__TAREFA A__
Formate como lista numerada as linhas das entradas, começando pela linha que contém "Note. One marker is placed on each instance of the love" e terminando no fim das entradas. Deixe de fora as linhas em branco.
================================
Sobre pontes e a verdade

Octávio Henrique Bernardino Ribeiro¹

O dono da verdade é um senhor egoísta. Quando passeiam, ela o acompanha com uma coleira que a sufoca toda vez que ousa avançar poucos passos à frente do caminhar arrastado e retardatário do obsoleto proprietário. As mãos puídas se agarram firmes nas grossas certezas acorrentadas à peça de couro rudimentar que cinge o pescoço da convicção de estimação.

Originalmente, a verdade é fluida e por esse motivo requer uma dieta especial, sua alimentação deve ser diversa e rica em nutrientes e temperança, no entanto, seu dono não enxerga a peculiaridade de sua forma, talvez por sua visão gasta ou pelos óculos com foco inflexível. Sendo assim, a verdade se alimenta dos restos daquilo que o senhorio consome e, assim, cada vez mais ela fica indisposta e engessada.

Como todo bichano, o comportamento da verdade está condicionado à criação de seu dono, por esse motivo várias vezes ela é agressiva e avança naqueles que são estranhos aos olhos de seu possuinte. Com seu ladrar pela potente garganta que possui, ela busca sobrepor os argumentos de quem tenta se aproximar, além disso, apresenta os dentes afiados como uma amostra de sua ferocidade.
================================
__TAREFA B__
Liste todos os substantivos que o texto sobre a verdade usa para designar o dono da verdade, sem repetir nenhum.

(Entradas de dados coletadas)
================================
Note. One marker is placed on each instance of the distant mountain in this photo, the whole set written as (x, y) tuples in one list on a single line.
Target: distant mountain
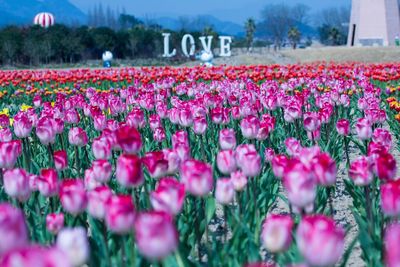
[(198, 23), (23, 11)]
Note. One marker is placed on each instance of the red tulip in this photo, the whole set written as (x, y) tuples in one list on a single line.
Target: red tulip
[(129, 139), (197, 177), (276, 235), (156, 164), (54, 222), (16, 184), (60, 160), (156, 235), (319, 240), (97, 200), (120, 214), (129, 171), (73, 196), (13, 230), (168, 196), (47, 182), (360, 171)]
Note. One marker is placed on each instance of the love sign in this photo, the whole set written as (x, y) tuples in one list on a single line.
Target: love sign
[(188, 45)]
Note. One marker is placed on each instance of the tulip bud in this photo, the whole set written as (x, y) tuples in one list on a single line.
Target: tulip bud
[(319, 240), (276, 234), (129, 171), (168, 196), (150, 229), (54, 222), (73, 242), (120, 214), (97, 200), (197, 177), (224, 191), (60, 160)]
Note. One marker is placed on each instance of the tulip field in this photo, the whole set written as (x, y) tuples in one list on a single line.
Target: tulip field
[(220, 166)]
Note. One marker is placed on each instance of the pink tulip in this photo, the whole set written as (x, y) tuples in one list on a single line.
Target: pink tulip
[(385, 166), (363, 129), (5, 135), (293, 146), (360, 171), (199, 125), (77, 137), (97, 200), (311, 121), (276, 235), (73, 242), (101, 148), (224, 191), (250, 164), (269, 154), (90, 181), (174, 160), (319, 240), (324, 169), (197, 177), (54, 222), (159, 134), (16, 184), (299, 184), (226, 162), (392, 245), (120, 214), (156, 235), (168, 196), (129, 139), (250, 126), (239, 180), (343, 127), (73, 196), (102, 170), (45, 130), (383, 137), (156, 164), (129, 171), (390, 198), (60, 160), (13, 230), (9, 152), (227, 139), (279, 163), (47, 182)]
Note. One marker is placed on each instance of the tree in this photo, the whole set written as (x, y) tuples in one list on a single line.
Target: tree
================================
__RESPOSTA ESPERADA A__
1. Note. One marker is placed on each instance of the love sign in this photo, the whole set written as (x, y) tuples in one list on a single line.
2. Target: love sign
3. [(188, 45)]
4. Note. One marker is placed on each instance of the tulip bud in this photo, the whole set written as (x, y) tuples in one list on a single line.
5. Target: tulip bud
6. [(319, 240), (276, 234), (129, 171), (168, 196), (150, 229), (54, 222), (73, 242), (120, 214), (97, 200), (197, 177), (224, 191), (60, 160)]
7. Note. One marker is placed on each instance of the tulip field in this photo, the whole set written as (x, y) tuples in one list on a single line.
8. Target: tulip field
9. [(220, 166)]
10. Note. One marker is placed on each instance of the pink tulip in this photo, the whole set written as (x, y) tuples in one list on a single line.
11. Target: pink tulip
12. [(385, 166), (363, 129), (5, 135), (293, 146), (360, 171), (199, 125), (77, 137), (97, 200), (311, 121), (276, 235), (73, 242), (101, 148), (224, 191), (250, 164), (269, 154), (90, 181), (174, 160), (319, 240), (324, 169), (197, 177), (54, 222), (159, 134), (16, 184), (299, 184), (226, 162), (392, 245), (120, 214), (156, 235), (168, 196), (129, 139), (250, 126), (239, 180), (343, 127), (73, 196), (102, 170), (45, 130), (383, 137), (156, 164), (129, 171), (390, 198), (60, 160), (13, 230), (9, 152), (227, 139), (279, 163), (47, 182)]
13. Note. One marker is placed on each instance of the tree in this photo, the whole set written as (x, y) tuples in one list on a single line.
14. Target: tree

__RESPOSTA ESPERADA B__
- dono
- senhor
- proprietário
- senhorio
- possuinte